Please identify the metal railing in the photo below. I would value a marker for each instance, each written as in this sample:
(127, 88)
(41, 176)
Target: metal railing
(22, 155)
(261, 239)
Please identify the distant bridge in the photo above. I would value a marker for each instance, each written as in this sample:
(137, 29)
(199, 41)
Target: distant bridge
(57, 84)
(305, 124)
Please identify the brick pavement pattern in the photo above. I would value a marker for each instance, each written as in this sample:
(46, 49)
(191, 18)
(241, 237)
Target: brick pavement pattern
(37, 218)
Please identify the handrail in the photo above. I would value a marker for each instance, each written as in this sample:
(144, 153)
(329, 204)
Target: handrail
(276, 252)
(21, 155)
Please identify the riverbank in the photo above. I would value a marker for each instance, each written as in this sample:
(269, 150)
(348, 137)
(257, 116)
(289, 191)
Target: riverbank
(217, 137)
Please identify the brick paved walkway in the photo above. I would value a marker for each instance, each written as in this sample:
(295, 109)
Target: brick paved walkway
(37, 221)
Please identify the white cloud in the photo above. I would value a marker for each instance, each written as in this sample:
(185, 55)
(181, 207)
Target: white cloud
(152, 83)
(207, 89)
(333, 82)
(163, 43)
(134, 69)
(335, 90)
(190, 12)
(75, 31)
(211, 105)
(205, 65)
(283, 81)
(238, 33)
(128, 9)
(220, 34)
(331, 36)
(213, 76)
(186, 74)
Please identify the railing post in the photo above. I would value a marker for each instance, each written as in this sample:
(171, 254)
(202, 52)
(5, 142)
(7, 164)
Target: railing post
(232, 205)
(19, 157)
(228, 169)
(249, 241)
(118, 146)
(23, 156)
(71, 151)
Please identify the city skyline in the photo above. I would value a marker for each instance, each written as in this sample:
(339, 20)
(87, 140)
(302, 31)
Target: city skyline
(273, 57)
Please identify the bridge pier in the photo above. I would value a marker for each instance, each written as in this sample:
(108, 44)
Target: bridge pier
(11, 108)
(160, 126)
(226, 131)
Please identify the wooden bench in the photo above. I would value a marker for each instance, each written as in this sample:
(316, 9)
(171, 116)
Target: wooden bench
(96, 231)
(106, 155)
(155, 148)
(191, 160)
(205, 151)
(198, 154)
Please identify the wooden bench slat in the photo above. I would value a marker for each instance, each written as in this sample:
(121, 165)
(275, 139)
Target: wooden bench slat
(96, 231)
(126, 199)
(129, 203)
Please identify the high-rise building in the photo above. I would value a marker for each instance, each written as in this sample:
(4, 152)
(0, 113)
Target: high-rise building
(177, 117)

-*-

Assignment: Copy out the material exactly, omitting nothing.

Reply:
Please identify the metal railing in the photo below. I would value a marker for each instance, each written as in this sample:
(127, 88)
(41, 176)
Target: metal railing
(22, 155)
(261, 239)
Please identify the distant bridge in the photo above. I would value a marker for each instance, each written as in this sample:
(137, 29)
(199, 41)
Target: distant bridge
(57, 84)
(305, 124)
Please identify the brick pavement pattern in the photo above. I would value a marker for each instance, each written as in this sample:
(46, 49)
(191, 18)
(241, 237)
Target: brick pavement pattern
(37, 218)
Please identify the handrail in the photo above. I would value a marker for each instance, each written as in this sample:
(144, 153)
(329, 204)
Target: handrail
(276, 252)
(21, 155)
Please identify the riverbank in the photo above. I would value a marker for each instance, each written as in this sample:
(269, 150)
(348, 137)
(257, 116)
(289, 191)
Target: riverbank
(217, 137)
Please identify the brick paved walkway in the photo above. I would value a marker for each instance, each written as in this sample:
(295, 109)
Target: brick paved walkway
(37, 221)
Please identify the white cloud in the photo above. I would value a marker for each instance, each written as in this sample:
(185, 55)
(181, 207)
Target: white cloud
(152, 83)
(207, 89)
(333, 82)
(163, 43)
(134, 69)
(335, 90)
(190, 12)
(75, 31)
(211, 105)
(205, 65)
(283, 81)
(238, 33)
(128, 9)
(220, 34)
(331, 36)
(213, 76)
(186, 74)
Please identify the railing post in the photo above. I would value a marker for each instance, each written as in this sample:
(171, 254)
(202, 52)
(5, 142)
(7, 164)
Target: railing post
(232, 205)
(19, 157)
(228, 169)
(249, 241)
(118, 146)
(23, 156)
(71, 151)
Please identify the city skyline in the photo above. I would value a marker for each instance, each written as in this sample:
(339, 20)
(87, 140)
(302, 31)
Target: city skyline
(273, 57)
Please identify the bridge pier in the photo above. I would value a marker for each instance, each written as in this sample:
(108, 44)
Target: bridge pier
(11, 108)
(160, 126)
(226, 131)
Please identify the wooden bench in the photo above. I would value a marker for each instance, each written as in this sample:
(316, 9)
(171, 116)
Target: wooden bench
(96, 231)
(106, 155)
(155, 148)
(191, 160)
(205, 151)
(198, 154)
Please identify the wooden bench slat in the photo above. I would value a marker for each instance, each written as in this sample:
(121, 165)
(275, 139)
Target: wooden bench slat
(96, 231)
(126, 199)
(129, 203)
Please identify the high-rise building in the photo above. I would value a marker for each instance, each written as in this sample:
(4, 152)
(0, 113)
Target: high-rise building
(177, 117)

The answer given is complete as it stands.